# Entries start

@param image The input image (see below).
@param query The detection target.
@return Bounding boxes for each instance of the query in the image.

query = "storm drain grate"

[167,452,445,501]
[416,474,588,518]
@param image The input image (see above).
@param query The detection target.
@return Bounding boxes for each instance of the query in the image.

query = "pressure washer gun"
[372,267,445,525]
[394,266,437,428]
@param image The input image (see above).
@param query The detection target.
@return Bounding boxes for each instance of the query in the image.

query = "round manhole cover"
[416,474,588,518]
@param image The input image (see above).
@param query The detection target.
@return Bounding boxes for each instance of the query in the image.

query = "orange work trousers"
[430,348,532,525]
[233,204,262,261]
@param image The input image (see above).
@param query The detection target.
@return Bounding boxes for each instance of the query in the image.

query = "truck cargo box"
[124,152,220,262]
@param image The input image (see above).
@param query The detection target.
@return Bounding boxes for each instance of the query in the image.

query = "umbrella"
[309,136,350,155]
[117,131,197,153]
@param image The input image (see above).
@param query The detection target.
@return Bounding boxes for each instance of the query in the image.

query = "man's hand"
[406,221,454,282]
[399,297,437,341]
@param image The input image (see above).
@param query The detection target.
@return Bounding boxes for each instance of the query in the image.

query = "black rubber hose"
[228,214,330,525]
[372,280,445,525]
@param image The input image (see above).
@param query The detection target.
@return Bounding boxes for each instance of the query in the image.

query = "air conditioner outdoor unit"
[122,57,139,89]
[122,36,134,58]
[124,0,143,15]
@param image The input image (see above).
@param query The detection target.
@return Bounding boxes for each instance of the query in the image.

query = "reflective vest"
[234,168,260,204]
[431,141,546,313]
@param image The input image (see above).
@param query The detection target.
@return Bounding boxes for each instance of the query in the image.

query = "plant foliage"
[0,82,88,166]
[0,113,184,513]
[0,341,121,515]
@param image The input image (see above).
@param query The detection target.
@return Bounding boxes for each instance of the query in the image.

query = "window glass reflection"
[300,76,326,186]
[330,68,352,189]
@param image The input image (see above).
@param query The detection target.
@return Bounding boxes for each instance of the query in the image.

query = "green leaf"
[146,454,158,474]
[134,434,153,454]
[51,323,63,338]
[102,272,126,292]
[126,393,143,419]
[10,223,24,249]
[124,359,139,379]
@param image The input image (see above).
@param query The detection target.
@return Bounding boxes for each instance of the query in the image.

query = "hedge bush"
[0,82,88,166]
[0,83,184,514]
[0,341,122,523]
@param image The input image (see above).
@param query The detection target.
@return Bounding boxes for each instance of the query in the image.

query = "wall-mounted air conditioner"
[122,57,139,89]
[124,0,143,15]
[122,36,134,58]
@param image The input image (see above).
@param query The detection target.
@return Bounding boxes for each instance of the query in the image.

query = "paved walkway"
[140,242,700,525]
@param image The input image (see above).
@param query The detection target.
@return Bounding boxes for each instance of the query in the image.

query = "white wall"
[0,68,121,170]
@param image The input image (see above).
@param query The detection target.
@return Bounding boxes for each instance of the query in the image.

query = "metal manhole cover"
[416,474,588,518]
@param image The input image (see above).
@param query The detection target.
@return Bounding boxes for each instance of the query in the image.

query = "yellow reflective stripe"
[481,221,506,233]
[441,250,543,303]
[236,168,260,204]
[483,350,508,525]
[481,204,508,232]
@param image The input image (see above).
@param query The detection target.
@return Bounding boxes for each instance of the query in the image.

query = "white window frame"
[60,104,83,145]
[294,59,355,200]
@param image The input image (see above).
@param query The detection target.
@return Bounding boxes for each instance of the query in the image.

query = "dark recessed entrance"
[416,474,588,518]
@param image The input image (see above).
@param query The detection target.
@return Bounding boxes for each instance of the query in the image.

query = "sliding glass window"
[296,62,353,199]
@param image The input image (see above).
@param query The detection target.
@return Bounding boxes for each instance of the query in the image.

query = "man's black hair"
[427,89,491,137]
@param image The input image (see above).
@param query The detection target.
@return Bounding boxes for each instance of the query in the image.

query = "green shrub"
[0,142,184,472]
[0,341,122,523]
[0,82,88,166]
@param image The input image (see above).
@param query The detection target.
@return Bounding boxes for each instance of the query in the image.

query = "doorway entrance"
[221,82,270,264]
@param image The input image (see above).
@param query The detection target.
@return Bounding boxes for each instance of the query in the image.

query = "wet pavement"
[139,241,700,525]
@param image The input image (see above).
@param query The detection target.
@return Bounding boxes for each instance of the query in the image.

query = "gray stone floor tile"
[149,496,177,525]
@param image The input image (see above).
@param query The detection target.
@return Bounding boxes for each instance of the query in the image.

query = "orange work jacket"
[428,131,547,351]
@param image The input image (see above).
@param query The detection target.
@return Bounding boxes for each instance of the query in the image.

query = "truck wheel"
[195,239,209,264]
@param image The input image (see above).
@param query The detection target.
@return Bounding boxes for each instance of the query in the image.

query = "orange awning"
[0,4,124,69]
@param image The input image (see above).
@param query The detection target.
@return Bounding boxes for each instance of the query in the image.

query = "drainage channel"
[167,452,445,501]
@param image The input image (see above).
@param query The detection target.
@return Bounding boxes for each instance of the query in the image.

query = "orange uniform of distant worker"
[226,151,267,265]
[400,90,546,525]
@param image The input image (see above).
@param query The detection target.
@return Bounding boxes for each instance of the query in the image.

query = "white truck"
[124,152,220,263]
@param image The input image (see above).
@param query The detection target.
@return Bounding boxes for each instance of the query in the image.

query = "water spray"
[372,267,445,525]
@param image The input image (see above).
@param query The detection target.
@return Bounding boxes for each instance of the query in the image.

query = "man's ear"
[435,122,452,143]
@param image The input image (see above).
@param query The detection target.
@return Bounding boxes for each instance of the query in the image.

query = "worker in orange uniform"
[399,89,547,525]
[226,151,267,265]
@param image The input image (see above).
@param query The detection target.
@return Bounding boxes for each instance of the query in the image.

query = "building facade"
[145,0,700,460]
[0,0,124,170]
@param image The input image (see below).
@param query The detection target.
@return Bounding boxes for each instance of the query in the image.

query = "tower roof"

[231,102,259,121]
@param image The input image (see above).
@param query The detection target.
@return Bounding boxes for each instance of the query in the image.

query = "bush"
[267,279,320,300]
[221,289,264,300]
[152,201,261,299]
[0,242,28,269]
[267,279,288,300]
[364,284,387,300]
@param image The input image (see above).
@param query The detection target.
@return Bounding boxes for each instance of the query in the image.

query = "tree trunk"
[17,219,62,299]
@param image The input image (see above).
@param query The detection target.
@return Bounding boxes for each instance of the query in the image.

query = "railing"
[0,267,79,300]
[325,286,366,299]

# Entries end

• _Exercise_
Pick out every line of the material above that contains the word "glass", and copy each one in full.

• _Solution_
query = "window glass reflection"
query = "sliding glass window"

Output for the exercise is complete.